**Passage for review:**
================================

Abstract

Cold-adapted organisms have developed a number of adjustments at the molecular level to maintain metabolic functions at low temperatures. Among other features, they can produce enzymes characterized by a high turnover number or a high catalytic efficiency. The present work is aimed at investigating the process of food digestion at low temperature through the study of pepsins in Antarctic notothenioids. For such a purpose, we have cloned and sequenced three forms of pepsin A and a single form of gastricsin from the gastric mucosa of Trematomus bernacchii (rock cod). Phylogenetic analysis has suggested that the three pepsin A isotypes arose from two gene duplication events leading to the most ancestral pepsin A3 and to the most recent forms represented by pepsin A1 and pepsin A2. Molecular modeling has unraveled significant structural differences in these enzymes with respect to their mesophilic counterparts. Hydropathy and flexibility determined on the substrate-binding subsites of Antarctic and mesophilic pepsins have shown for pepsin A2 reduced hydropathy and increased flexibility at the level of the substrate cleft, features typical of cold-adapted enzymes. Northern blot analysis of RNA from rock cod gastric mucosa hybridized with molecular probes designed on specific regions of different pepsin forms has shown that rock cod pepsin genes are expressed at comparable levels. The present results suggest that the Antarctic rock cod adopted two different strategies to accomplish efficient protein digestion at low temperature. One mechanism is the gene duplication that increases enzyme production to compensate for the reduced kinetic efficiency, the other is the expression of a new enzyme provided with features typical of cold-adapted enzymes.

================================

**Dataset extract:**
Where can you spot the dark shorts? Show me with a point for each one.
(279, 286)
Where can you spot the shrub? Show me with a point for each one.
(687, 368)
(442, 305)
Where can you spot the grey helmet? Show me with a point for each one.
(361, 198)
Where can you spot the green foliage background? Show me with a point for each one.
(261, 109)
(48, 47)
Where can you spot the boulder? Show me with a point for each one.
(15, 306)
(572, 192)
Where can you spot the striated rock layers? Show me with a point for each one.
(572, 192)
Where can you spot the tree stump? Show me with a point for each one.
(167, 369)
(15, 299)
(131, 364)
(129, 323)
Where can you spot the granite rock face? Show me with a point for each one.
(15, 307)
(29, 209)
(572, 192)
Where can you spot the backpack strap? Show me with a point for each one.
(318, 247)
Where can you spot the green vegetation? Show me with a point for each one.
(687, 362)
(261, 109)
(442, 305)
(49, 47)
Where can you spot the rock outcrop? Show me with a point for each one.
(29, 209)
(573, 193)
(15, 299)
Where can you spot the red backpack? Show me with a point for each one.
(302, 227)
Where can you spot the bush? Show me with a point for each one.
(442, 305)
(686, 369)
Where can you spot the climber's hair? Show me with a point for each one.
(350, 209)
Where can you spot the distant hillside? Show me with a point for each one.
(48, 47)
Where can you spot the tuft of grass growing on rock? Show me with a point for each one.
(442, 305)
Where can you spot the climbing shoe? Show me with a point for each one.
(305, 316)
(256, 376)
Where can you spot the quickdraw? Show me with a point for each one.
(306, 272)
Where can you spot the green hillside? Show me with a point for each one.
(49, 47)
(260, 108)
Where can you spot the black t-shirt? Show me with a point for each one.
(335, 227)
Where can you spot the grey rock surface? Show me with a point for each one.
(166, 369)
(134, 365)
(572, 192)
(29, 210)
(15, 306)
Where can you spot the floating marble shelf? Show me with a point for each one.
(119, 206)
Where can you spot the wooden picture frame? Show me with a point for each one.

================================

**Aim of the exercise:**
In the abstract on rock cod pepsins, which pepsin form showed reduced hydropathy and increased flexibility at the substrate cleft? The records were drawn from a different source than the abstract.

**Result of the task:**
Pepsin A2